---------- Excerpt ----------
A number of materials have been proposed for road surface paint compositions. For example, U.S. Pat. No. 4,185,132 to Gurney proposes the use of co-curative materials, namely a cycloaliphatic amine and an aliphatic amine, in combination with a liquid epoxide. The above mixture is applied to the paved surface, and the mixture cures in-situ. U.S. Pat. No. 4,105,808 to McKenzie proposes a paint composition for application at elevated temperatures on traffic roadways. The composition includes a paint vehicle having a nonvolatile organic film-forming binder and a volatile solvent in which the binder is dissolved. McKenzie alleges that the above mixture forms a non-tacky paint film when applied as a thin coating and exposed to ambient temperatures. U.S. Pat. No. 4,460,625 to Emmons et al. proposes coating and impregnating compositions for applications to concrete which include several monomers, a polyvalent metal salt or complex, and an organic peroxide. U.S. Pat. No. 4,051,195 to McWhorter proposes curable compostions formed from epoxide resin/polyacrylate ester or polymethacrylate ester compositions.
Notwithstanding the above developments, these compositions often cure in a relatively slow time period. As an example, the tack free time is typically more than 60 minutes during which time the road must be blocked to apply the paint. The lengthy delay is particularly troublesome in view of the increasing traffic volume in high growth regions. Moreover, the durability of this paint is believed to be limited.
In the past two decades, a number of polyurea products were developed for the highway pavement marking. U.S. Pat. No. 6,369,189 to Reichhold proposes for a composition which has been commercialized to use in the pavement marking, hereby tested in Example 6, shows yellowing with a yellow index of 12 after 1000 hours accelerating weathering test, and an other commercial polyurea product made with the aspartic esters based on U.S. Pat. No. 5,243,012 have compellability application issue due to the physical mixing with glass bubbles.
Notwithstanding the above developments, these compositions have not provided a system that is fast curing, and with excellent weathering resistance, and friendly application for the pavement marking.
Thus, there is a need in the art for a traffic paint compositions which are fast curing, exhibit greater durability and smooth application.

SUMMARY OF THE INVENTION

The present invention addresses the shortcomings alluded to above, and provides a polymeric composition for use in traffic paint exhibiting a fast cure rate as defined in greater detail herein below. The composition comprises a secondary amine adduct having at least two secondary amine groups, an amine diluent and a polyisocyanate. Advantageously, the secondary amine adduct component and an amine diluent to react with said polyisocyanate component that a chemically high crosslinked polymeric material is formed. The composition exhibits improved properties over conventional compositions, particularly two component urea system, in that the composition of the invention displays improved cure speed, improved durability, weathering resistance and different mix ratio application capability achieved by the changes of amine hydrogen equivalent weight with the secondary amine adduct component.
The polymeric composition may be employed in a traffic paint composition. The traffic paint composition comprises the polymeric composition and a pigment.

BRIEF DESCRIPTION OF THE DRAWINGS

The reaction scheme in accordance with the method of the invention is illustrated below.
---------- Supplied information ----------
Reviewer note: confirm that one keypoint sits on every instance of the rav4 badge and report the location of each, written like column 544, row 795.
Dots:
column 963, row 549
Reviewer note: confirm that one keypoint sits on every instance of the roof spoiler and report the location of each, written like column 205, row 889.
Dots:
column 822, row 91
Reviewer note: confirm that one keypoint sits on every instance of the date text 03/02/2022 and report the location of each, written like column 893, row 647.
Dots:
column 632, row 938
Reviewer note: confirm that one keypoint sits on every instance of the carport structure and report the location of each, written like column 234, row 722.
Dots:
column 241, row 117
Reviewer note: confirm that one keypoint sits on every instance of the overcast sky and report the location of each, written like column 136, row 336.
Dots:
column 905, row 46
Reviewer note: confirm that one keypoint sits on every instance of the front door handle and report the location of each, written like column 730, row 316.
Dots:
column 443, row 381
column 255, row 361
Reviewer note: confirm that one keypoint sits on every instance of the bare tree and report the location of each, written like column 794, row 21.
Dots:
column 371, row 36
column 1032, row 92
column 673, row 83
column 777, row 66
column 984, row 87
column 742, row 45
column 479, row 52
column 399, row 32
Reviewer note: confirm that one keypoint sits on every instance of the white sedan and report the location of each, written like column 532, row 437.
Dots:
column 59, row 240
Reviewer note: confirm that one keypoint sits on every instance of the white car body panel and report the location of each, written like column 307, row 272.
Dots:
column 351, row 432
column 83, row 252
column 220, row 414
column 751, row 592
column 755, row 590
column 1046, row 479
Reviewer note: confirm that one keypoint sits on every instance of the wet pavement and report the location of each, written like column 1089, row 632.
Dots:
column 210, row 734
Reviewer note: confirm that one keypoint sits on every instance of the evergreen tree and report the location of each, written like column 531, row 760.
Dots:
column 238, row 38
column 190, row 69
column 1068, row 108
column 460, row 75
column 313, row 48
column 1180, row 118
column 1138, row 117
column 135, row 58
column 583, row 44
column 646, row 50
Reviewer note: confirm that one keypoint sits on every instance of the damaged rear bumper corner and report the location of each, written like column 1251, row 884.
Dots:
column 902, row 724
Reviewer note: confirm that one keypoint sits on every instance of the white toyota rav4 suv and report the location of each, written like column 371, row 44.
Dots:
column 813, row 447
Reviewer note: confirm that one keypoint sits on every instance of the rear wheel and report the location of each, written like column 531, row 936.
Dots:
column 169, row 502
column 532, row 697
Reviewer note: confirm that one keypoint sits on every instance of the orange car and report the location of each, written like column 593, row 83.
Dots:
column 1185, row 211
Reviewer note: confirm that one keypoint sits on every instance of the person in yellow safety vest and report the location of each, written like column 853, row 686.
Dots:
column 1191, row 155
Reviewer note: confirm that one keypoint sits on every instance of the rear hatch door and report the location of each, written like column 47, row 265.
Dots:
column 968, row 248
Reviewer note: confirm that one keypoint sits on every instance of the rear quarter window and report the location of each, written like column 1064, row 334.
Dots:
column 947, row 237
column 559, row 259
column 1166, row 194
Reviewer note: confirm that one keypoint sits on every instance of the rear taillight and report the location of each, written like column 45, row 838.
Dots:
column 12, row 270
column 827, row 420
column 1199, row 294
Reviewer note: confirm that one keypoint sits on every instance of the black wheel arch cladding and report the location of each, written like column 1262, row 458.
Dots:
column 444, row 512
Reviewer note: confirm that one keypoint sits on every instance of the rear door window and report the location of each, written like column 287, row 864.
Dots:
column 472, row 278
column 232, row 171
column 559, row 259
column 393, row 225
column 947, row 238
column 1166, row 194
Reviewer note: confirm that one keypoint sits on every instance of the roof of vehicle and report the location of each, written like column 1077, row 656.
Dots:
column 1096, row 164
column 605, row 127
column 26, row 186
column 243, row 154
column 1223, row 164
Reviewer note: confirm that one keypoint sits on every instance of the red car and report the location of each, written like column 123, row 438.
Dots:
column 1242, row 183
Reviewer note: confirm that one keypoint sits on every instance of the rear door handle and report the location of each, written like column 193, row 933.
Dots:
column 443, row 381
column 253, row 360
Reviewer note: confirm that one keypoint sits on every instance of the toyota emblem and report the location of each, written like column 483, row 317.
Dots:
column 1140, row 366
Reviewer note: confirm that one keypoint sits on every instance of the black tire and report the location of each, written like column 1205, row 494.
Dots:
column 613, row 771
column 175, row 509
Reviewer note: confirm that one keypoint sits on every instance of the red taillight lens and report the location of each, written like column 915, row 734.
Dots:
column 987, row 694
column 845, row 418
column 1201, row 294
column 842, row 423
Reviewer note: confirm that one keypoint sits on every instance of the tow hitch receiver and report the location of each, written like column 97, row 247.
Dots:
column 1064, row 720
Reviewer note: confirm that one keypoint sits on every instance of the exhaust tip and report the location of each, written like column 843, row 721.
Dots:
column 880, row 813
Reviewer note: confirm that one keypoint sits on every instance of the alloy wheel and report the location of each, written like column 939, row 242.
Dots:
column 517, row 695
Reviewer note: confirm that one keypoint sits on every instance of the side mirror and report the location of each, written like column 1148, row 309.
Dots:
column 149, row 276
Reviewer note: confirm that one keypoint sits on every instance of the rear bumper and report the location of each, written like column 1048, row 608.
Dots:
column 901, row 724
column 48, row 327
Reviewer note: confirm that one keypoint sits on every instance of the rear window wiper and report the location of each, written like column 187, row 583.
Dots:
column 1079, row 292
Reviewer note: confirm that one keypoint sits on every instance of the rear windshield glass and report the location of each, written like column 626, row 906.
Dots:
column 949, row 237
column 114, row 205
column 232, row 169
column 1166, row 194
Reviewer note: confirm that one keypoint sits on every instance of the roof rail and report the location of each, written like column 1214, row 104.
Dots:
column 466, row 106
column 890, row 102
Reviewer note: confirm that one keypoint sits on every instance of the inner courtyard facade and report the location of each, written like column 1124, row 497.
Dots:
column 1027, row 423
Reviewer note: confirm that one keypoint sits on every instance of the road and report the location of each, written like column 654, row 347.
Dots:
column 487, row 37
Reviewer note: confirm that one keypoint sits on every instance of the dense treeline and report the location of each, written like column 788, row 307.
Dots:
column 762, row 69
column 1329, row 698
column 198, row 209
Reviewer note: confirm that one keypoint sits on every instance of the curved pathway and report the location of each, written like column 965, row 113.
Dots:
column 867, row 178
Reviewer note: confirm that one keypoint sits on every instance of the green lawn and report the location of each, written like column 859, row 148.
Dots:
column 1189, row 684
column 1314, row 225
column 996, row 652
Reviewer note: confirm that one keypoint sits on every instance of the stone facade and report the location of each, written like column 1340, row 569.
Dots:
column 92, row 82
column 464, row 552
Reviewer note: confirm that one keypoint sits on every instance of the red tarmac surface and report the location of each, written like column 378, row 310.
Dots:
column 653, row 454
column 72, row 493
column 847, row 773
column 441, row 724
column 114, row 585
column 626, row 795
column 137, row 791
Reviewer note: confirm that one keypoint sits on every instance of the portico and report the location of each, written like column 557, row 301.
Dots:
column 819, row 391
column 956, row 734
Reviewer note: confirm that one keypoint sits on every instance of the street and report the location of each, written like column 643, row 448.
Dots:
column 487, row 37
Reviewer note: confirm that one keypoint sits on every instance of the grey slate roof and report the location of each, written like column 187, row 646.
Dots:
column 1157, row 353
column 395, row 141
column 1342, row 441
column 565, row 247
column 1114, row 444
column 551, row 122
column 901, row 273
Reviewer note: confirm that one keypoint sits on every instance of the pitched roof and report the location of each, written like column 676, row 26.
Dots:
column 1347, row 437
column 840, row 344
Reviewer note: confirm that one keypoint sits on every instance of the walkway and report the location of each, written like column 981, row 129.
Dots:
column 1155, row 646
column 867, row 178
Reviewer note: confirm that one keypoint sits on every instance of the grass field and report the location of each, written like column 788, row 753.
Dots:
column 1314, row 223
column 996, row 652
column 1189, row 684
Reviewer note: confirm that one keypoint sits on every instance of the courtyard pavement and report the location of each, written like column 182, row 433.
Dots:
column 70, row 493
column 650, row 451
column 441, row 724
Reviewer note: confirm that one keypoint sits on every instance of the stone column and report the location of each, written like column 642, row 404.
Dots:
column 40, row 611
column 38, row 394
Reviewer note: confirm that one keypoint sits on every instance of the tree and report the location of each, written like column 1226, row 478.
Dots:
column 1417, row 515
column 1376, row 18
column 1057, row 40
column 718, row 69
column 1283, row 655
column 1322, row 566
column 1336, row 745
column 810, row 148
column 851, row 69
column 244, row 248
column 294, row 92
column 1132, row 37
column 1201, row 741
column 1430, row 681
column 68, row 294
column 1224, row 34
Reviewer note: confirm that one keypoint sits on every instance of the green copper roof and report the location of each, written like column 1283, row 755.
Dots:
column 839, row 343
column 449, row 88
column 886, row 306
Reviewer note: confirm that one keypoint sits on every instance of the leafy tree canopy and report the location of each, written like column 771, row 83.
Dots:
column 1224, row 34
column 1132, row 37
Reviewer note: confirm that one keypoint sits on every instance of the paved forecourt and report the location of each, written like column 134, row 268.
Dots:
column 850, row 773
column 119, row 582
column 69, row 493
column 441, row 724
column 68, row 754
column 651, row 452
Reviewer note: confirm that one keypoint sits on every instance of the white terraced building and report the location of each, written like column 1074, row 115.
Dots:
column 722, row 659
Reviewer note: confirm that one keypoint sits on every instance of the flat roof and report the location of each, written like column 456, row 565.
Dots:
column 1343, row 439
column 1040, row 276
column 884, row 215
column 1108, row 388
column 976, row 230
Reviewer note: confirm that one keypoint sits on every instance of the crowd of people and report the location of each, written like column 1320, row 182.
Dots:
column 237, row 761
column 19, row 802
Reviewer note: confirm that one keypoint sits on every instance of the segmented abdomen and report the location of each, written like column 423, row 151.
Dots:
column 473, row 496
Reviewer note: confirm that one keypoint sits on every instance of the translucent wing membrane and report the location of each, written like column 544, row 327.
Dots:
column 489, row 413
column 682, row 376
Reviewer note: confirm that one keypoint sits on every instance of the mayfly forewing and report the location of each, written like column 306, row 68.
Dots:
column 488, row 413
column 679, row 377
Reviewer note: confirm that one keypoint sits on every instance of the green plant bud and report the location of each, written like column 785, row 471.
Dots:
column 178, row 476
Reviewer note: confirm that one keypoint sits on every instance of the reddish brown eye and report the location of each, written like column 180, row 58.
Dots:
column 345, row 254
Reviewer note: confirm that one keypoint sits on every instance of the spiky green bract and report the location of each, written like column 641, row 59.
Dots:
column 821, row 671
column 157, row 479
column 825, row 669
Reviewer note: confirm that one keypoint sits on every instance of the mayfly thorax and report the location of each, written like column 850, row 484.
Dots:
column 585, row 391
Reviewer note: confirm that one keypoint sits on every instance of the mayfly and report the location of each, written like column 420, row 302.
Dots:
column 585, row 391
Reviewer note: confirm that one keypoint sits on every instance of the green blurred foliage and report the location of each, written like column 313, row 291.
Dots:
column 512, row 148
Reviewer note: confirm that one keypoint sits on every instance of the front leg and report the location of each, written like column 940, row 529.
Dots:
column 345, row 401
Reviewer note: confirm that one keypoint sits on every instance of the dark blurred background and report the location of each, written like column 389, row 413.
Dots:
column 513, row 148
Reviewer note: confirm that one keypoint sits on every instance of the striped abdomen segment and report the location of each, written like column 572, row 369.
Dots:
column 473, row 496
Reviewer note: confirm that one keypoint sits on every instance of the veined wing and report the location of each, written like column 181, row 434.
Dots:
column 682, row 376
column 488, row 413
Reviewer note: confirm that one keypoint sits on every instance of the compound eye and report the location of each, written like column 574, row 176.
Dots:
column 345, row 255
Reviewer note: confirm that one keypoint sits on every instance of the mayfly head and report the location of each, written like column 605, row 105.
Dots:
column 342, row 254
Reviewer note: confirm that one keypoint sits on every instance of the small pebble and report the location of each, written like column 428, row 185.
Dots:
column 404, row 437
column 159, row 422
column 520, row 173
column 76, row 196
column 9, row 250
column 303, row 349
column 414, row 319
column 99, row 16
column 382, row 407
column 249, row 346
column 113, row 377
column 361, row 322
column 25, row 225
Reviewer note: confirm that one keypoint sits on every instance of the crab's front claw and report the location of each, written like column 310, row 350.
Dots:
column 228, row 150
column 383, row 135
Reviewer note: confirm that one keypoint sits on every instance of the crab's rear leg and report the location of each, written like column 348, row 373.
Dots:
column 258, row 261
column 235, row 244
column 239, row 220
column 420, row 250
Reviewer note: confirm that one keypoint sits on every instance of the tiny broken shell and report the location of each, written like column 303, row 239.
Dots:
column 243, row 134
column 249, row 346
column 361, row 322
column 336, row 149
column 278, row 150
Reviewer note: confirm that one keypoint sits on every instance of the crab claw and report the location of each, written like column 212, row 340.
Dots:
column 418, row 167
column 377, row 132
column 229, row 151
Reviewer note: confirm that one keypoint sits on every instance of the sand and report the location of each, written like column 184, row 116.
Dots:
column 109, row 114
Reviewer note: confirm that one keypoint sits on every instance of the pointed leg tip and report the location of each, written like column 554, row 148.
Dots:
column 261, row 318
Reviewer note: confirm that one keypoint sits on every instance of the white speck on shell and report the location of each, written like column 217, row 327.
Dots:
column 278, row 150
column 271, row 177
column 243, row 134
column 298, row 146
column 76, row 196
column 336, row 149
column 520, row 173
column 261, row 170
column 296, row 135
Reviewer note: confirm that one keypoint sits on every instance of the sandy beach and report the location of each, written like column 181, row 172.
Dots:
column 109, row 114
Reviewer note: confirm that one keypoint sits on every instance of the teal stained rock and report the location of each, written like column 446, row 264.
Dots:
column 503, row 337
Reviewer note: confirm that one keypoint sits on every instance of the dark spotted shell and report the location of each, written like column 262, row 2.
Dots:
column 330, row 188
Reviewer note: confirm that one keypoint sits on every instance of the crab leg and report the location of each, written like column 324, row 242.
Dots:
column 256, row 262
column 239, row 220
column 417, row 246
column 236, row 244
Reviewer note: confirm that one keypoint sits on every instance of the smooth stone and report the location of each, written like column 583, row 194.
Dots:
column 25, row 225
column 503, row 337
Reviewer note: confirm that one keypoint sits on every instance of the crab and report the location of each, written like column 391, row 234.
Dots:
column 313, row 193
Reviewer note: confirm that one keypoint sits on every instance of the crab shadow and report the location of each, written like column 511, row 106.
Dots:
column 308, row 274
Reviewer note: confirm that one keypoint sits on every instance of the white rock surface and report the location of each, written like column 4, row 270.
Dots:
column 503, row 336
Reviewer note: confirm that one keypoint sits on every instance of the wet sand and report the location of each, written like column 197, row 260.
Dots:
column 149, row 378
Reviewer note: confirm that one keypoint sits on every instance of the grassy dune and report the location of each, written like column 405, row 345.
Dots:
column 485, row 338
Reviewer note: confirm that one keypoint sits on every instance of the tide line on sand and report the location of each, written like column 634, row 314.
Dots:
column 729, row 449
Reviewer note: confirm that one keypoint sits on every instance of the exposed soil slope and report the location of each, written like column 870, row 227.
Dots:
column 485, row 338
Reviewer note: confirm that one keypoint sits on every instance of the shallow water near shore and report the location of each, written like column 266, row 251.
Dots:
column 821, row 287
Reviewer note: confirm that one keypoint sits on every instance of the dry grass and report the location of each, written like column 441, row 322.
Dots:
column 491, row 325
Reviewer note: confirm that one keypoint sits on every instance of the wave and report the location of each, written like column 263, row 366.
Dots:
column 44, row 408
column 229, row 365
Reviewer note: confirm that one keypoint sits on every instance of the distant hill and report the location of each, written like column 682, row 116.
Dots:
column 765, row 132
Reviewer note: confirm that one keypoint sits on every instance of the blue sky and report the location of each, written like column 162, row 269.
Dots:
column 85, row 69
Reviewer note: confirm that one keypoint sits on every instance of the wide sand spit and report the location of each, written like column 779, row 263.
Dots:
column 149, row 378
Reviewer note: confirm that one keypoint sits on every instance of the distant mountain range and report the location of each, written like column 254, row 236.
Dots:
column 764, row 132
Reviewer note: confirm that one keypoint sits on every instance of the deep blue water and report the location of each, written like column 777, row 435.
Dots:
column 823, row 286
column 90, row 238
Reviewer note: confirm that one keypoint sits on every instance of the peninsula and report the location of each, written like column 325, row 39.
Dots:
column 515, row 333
----------
**Task instructions:**
Answer these questions using the excerpt on traffic paint compositions.
(a) What tack free time is typical for the earlier compositions?
(b) What yellow index did the composition proposed in U.S. Pat. No. 6,369,189 show after 1000 hours of accelerated weathering testing?
(c) What three components make up the polymeric composition of the invention?

**The response:**
(a) More than 60 minutes.
(b) A yellow index of 12.
(c) A secondary amine adduct having at least two secondary amine groups, an amine diluent, and a polyisocyanate.